**SHORT EXERCISE 1**.
Answer these about the blog extract:
(a) On which highway, and in which state, did the writer see the SUV accident?
(b) Where are the Gloucester Lyceums always held?
(c) What was the title of the panel program presented last night?
**SHORT EXERCISE 2**. Continue the blog extract about the weather and the library panel, starting after its final sentence.

**EXTRACT TO READ**.
-*-*-
I’ve started thinking about this a lot in the last couple years when our world has seen a lot of huge weather events — tsunamis, hurricanes — one after another after another, earthquakes and blizzards. There was a time when people were constantly aware of the natural world and its power over us but these days we seem to have forgotten a lot of that. We think with our affluence and our big machines, we are superior to the weather and I sometimes think the weather is intensifying to put us in our place.

Yesterday I had to run a quick errand and was stunned at the number of cars — mostly SUVs out flying around sending huge waves of water into people’s lawns as they went flying past on whatever important mission they were on. It always makes me think of an accident I witnessed a few years back. I was driving through a particularly mountainous section of Interstate 80 in Pennsylvania. Traffic was creeping along because there was ice on the road. Suddenly an SUV driven by a young woman came flying down the emergency lane. I don’t know what her emergency was but it wasn’t worth the means she took because she lost control on the ice, went flying through a guard rail and down an embankment out of site. I have thought of her often wondering if she survived and what in the world ever caused her to be so reckless.

There are times when we need to stay put. Emergencies do arise but taking chances just for the excitement of it scares me. I guess I did that when I was younger but these days I’m more careful. If the governor says to stay home, I try to stay home.

In his book, Mark has a rather blistering condemnation of thrill-seeking pleasure boaters who go off into hurricanes for excitement, get into trouble and then necessitate the poor, over-worked Coast Guard guys to go out after them. That’s what I think about now — taking dumb chances that wind up endangering others. So it is raining and I am staying home working — I’ll check on my car when the rain dies down and be ready to bail.

Thanks for reading.

Friday, May 12, 2006

Last Night at the Library

The Gloucester Lyceum is a noble institution, one that this town can be very proud of. It traces its roots back to the days when mass media was not available and people in towns such as this would gather together to share ideas, listen to speakers in all fields of endeavor, ask questions and talk. When I attend the Lyceums, always held at the Sawyer Free Library here in Gloucester, I always wonder why I don’t go every time. When I am one of the speakers, I am both humbled and proud.

Last night the Gloucester Lyceum presented “Sell That Story”, two of the publishers and two of the authors from Windchill: Crime Stories by New England Writers, in a panel discussion on writing and getting published today. We had a very good audience — especially considering our competition! Last night was the Empty Bowl benefit at the Elks which always attracts hundreds of people. In Rockport the Sandy Bay Historical Society presented a program on the Folly Cove Designers, and, the Sox were playing the Yankees — an event that made one of the members on our panel, Mark Williams, very restless.

But it was all good. In the first place let me say that I am always pleased and proud to be included in any program with Susan Oleksiw and Kate Flora. Both of them are such distinguished writers, with such an impressive body of work that even saying that I know either of them makes me happy.
-*-*-
**EXTRACTED DATA**.
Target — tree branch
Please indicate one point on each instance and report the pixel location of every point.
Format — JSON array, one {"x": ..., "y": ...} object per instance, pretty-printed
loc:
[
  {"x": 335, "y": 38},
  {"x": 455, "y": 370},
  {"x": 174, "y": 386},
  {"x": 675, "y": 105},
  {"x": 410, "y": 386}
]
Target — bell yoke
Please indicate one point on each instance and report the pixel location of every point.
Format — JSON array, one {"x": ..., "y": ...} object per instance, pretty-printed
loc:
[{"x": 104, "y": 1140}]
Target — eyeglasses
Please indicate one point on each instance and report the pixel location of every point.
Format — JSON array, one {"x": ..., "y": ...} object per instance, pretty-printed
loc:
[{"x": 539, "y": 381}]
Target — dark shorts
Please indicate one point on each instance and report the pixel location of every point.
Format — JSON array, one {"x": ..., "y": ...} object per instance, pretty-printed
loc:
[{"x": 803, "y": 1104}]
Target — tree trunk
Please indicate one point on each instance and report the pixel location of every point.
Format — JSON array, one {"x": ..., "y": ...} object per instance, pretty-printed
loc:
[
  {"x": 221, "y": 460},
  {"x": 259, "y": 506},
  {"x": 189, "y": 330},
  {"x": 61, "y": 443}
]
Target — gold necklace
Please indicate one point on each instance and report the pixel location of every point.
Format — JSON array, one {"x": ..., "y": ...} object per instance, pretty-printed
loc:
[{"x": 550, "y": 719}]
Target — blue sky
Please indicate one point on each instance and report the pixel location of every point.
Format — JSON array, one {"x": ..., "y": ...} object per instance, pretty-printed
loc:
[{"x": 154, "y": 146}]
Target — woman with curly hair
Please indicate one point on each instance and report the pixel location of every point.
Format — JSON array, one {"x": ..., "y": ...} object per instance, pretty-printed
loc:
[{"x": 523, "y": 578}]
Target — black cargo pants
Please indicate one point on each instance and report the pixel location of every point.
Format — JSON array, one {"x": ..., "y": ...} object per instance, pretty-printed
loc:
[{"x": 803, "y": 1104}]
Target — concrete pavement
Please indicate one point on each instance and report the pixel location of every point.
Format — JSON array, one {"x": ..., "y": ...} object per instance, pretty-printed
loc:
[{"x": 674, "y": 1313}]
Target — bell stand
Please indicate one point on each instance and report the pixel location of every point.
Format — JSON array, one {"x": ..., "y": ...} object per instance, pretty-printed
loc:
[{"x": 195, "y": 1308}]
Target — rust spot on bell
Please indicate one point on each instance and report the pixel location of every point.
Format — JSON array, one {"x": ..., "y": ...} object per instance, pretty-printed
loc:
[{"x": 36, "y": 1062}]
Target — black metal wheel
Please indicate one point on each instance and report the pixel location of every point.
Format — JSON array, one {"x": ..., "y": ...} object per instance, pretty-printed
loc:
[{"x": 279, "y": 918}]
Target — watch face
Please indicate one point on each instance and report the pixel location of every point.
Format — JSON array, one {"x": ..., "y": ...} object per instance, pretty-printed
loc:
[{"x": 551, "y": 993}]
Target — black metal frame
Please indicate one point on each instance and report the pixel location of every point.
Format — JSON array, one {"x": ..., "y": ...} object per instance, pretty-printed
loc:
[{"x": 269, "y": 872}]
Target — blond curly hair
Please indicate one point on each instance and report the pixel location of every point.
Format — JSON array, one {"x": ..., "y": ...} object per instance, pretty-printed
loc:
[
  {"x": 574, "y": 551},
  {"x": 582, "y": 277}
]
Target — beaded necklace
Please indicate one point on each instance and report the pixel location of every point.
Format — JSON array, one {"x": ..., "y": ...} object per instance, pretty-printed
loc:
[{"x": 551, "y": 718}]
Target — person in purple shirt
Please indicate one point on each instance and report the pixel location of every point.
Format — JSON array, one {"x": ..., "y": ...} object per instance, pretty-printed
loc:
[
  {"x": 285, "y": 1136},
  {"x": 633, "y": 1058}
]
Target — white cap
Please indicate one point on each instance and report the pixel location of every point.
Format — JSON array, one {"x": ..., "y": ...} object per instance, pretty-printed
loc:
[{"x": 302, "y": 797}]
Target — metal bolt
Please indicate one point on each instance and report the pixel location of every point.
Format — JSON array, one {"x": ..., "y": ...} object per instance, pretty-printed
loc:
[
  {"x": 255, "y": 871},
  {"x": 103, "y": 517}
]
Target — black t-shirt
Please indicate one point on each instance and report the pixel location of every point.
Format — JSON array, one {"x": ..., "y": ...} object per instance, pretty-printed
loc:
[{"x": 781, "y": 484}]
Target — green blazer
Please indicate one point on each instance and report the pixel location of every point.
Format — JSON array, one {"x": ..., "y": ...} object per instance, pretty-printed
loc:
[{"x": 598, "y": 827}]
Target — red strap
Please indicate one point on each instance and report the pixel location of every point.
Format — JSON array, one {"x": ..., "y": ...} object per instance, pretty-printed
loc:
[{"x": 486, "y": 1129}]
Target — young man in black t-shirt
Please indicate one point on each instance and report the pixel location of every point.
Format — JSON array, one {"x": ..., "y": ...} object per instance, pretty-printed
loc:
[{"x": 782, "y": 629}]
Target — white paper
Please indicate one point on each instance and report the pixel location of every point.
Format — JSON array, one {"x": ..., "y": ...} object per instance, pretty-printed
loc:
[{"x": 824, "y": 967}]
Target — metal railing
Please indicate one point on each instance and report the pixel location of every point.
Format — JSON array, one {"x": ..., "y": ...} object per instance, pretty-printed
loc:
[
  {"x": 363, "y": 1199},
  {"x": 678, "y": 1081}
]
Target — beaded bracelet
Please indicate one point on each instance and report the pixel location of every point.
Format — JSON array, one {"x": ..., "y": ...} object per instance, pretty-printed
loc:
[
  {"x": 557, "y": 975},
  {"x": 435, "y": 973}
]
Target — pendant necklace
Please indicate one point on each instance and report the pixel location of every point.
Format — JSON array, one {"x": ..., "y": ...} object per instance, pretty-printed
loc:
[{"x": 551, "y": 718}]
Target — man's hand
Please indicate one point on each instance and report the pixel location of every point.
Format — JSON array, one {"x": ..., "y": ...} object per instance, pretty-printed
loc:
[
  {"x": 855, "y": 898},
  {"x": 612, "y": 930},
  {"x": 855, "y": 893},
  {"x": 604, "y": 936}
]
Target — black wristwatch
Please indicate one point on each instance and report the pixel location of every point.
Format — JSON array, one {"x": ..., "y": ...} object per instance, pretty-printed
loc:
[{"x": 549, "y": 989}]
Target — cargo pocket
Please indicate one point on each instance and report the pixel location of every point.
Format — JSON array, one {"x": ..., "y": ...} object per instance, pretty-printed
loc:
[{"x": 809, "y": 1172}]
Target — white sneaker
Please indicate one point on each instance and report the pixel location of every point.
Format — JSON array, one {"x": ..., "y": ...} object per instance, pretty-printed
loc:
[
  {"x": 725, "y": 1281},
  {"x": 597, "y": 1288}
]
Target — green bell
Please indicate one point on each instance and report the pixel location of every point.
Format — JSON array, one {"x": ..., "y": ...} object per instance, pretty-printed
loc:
-*-*-
**RESPONSE 1**.
(a) Interstate 80 in Pennsylvania.
(b) At the Sawyer Free Library in Gloucester.
(c) "Sell That Story."

**RESPONSE 2**.
Susan Oleksiw is the author of the Mellingham Mystery Series featuring Detective Joe Silva. Her recently published book, A Murderous Innocence, is the fifth in that series. In addition, Susan is a distinguished scholar of Sanskrit and her Anita Rey short stories, set in India, are usually my favorites in the Level Best Books anthologies. She was the founder of Larcom Review, a literary magazine that enjoyed high acclaim while it was publishing.

Kate Flora is one of those people who awe me. She just completed an MFA in Writing, is an attorney and a former attorney general for the state of Maine. She is a past international president of Sisters in Crime, has written seven mystery novels in the Thea Kozak series. She is also beautiful, intelligent and very nice. Her latest book, Finding Amy, which she co-wrote with Portland, Maine Deputy Chief Joseph K. Loughlin, about the disappearance and murder of Amy St. Laurent. I bought a copy of her book last night and am looking forward to reading it.

The rest of the panel was Mark and me — both a little stunned to even be there.

Susan moderated the discussion and we began talking about how we came to write the stories that we did. Since I never intended to write crime fiction, I’m always a little baffled by how I wound up doing it. But I shared my story. Mark, who was making his first public appearance as a published writer, talked effortlessly about how he began writing and how he wrote his story. Despite his natural reticence to call attention to himself, you put him in front of a group of people and he turns on the charm and I can never quite believe it is the same guy I see on a day to day basis. It was a good night.

There were a number of aspiring writers in the audience and they asked the most questions. Always the focus is the same, “How do I find an agent, an editor and/or a publisher?” If it is true that everyone has a book in them, and I believe it is, these days more of them are eager to get it out in the world. The answer is always the same — you work and work and work and don’t give up.

So it was a great evening and, also, as always, I am drained today. But it is dark and raining and I have designs to work on and Mark’s book to finalize and send off to press. Things are good.

Thanks for reading.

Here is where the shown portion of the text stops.